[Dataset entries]
===============
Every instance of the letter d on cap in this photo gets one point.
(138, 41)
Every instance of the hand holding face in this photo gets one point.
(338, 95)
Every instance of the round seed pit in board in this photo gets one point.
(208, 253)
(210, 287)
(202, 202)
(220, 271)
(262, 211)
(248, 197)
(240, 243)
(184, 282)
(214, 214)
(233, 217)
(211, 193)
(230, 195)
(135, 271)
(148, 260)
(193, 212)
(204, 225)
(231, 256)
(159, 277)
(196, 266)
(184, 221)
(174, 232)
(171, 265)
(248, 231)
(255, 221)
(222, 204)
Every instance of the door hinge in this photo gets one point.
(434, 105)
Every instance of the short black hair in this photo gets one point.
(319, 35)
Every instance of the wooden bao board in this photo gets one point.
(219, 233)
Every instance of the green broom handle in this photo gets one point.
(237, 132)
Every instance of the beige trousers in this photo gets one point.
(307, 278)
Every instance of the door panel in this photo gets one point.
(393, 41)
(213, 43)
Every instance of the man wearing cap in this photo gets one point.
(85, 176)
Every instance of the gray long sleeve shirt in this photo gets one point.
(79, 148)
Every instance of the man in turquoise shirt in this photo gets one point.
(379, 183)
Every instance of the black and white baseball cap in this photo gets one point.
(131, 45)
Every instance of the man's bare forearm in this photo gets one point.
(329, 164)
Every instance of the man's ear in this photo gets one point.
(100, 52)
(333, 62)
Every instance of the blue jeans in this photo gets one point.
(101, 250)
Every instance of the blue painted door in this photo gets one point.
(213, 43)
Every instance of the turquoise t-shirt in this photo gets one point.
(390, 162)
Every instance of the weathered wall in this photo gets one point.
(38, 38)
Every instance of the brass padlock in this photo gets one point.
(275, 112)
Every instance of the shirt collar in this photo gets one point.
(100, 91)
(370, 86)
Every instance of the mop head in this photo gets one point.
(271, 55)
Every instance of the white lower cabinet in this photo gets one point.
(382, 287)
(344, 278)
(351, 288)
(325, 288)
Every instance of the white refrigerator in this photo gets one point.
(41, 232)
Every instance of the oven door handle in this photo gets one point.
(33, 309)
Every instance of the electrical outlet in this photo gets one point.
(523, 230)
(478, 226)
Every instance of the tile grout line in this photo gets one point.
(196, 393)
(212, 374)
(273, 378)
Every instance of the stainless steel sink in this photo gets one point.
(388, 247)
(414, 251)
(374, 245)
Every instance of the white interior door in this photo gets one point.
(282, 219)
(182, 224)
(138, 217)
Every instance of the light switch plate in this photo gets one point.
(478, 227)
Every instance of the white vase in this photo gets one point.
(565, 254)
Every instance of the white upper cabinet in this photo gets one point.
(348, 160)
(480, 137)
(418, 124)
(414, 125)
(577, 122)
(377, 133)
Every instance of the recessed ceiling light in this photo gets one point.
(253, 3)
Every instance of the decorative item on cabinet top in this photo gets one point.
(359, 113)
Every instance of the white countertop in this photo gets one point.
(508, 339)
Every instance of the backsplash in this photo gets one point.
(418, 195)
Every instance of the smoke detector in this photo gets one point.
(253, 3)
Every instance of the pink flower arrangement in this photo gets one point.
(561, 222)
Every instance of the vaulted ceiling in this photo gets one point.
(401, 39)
===============
• **DESCRIPTION OF THE TASK**
Could you output every record above exactly as written?

• **ANSWER SPACE**
Every instance of the letter d on cap in this photo gets one point.
(138, 41)
Every instance of the hand holding face in this photo gets one point.
(338, 95)
Every instance of the round seed pit in board in this photo gets one point.
(208, 253)
(210, 287)
(202, 202)
(220, 271)
(262, 211)
(248, 197)
(240, 243)
(184, 282)
(214, 214)
(233, 217)
(211, 193)
(230, 195)
(135, 271)
(148, 260)
(193, 212)
(204, 225)
(231, 256)
(159, 277)
(196, 266)
(184, 221)
(174, 232)
(171, 265)
(248, 231)
(255, 221)
(222, 204)
Every instance of the door hinge in this photo gets one point.
(434, 105)
Every instance of the short black hair in this photo gets one point.
(319, 35)
Every instance of the wooden bao board in this photo gets one point.
(219, 233)
Every instance of the green broom handle in this photo gets one point.
(237, 132)
Every instance of the beige trousers in this photo gets one point.
(307, 278)
Every instance of the door panel in this photo gets one point.
(393, 41)
(213, 43)
Every instance of the man wearing cap in this photo gets one point.
(85, 176)
Every instance of the gray long sleeve shirt in this photo gets one point.
(79, 148)
Every instance of the man in turquoise shirt in this photo gets one point.
(379, 183)
Every instance of the black and white baseball cap in this photo gets one point.
(131, 45)
Every instance of the man's bare forearm in this photo gets one point.
(329, 164)
Every instance of the man's ear in this photo gets one point.
(100, 52)
(333, 62)
Every instance of the blue jeans in this photo gets one point.
(101, 250)
Every instance of the blue painted door in this photo gets one point.
(213, 43)
Every instance of the turquoise t-shirt in this photo gets one point.
(390, 162)
Every instance of the weathered wall in this photo gets one point.
(38, 38)
Every instance of the brass padlock in this photo gets one point.
(275, 112)
Every instance of the shirt collar in this photo gets one point.
(100, 91)
(370, 86)
Every instance of the mop head in this photo gets one point.
(271, 55)
Every instance of the white lower cabinet in this photo gets one point.
(382, 287)
(344, 278)
(351, 288)
(325, 288)
Every instance of the white refrigerator in this photo gets one point.
(41, 232)
Every instance of the oven door handle in this photo gets one point.
(33, 309)
Every instance of the electrical outlet in this photo gets one point.
(523, 230)
(478, 226)
Every instance of the tile grout line in this photo gets one point.
(196, 393)
(212, 374)
(273, 378)
Every instance of the stainless steel sink in this photo gets one point.
(388, 247)
(414, 251)
(374, 245)
Every instance of the white interior door in this photo gets one point.
(282, 219)
(182, 224)
(138, 217)
Every instance of the light switch plate in this photo gets one point.
(478, 227)
Every instance of the white vase in this photo gets one point.
(565, 254)
Every instance of the white upper cabinet in this photo gets one point.
(348, 160)
(480, 137)
(418, 124)
(414, 125)
(577, 122)
(377, 133)
Every instance of the recessed ceiling light in this photo gets one point.
(253, 3)
Every instance of the decorative item on cabinet top in this photo gets one point.
(359, 113)
Every instance of the white countertop in this photo gets one point.
(508, 339)
Every instance of the backsplash in this photo gets one point.
(418, 195)
Every instance of the smoke detector in this photo gets one point.
(253, 3)
Every instance of the pink flower arrangement in this photo gets one point.
(561, 222)
Every instance of the vaulted ceiling in this photo gets one point.
(401, 39)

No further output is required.